Find the line with "column 448, row 21" in the records below. Copy it and every line after it, up to and including the line with "Query: player's face".

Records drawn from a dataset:
==========

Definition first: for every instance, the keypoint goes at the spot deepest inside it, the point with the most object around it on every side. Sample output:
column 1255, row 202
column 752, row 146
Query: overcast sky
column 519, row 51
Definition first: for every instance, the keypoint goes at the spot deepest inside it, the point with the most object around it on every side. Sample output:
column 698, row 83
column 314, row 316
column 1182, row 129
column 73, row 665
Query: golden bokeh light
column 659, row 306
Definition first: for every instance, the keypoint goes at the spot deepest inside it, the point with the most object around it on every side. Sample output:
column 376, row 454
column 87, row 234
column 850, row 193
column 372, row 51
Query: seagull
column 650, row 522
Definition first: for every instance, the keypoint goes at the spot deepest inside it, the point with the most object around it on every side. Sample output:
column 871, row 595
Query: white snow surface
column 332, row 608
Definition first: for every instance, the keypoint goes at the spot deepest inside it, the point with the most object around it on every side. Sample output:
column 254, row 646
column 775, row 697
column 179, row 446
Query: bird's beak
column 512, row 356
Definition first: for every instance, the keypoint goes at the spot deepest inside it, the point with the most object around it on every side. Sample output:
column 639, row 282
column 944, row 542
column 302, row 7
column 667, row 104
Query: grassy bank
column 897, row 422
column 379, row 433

==========

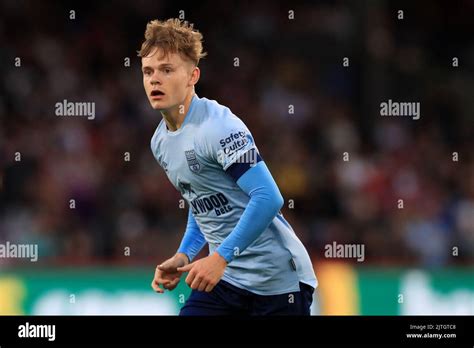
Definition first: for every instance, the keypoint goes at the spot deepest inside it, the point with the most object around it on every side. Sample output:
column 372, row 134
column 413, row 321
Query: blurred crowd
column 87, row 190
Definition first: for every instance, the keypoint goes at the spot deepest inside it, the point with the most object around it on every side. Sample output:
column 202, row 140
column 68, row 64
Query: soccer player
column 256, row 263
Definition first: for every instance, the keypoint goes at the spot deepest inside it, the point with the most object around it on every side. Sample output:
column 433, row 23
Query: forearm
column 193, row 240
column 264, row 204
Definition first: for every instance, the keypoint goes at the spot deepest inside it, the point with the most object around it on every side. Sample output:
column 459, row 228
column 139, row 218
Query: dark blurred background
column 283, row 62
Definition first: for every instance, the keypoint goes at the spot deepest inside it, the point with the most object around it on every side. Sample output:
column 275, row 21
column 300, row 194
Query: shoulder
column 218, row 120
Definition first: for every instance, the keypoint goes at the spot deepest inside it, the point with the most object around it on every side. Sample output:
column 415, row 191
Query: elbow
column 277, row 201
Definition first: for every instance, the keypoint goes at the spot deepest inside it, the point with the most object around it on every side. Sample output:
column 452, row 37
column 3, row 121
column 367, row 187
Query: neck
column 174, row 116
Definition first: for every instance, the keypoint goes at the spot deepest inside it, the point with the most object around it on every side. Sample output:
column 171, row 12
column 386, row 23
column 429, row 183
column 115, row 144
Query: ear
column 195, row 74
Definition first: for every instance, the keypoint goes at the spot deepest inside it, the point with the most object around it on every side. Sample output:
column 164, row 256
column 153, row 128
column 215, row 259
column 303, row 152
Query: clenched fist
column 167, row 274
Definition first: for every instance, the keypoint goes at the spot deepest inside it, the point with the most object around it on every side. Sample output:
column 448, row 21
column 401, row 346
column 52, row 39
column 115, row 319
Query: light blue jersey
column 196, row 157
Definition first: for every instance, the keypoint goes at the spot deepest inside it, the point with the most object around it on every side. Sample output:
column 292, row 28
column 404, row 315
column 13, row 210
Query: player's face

==========

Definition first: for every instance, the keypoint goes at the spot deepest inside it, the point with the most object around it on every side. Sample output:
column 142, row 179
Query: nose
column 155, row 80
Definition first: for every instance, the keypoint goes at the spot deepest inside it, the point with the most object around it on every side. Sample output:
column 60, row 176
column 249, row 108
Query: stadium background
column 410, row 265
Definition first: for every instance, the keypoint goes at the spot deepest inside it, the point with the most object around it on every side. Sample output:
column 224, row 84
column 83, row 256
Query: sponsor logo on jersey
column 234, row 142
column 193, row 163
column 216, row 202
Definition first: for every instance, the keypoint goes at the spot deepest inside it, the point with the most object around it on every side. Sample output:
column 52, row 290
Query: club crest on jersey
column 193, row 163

==========

▸ **Expected answer**
column 448, row 21
column 401, row 346
column 52, row 39
column 115, row 319
Query: light blue jersey
column 196, row 157
Definition first: for every instance, the keypoint goes at the spot deepest inside it, the point with the most object around it on every side. Sample output:
column 292, row 28
column 404, row 315
column 13, row 210
Query: player's face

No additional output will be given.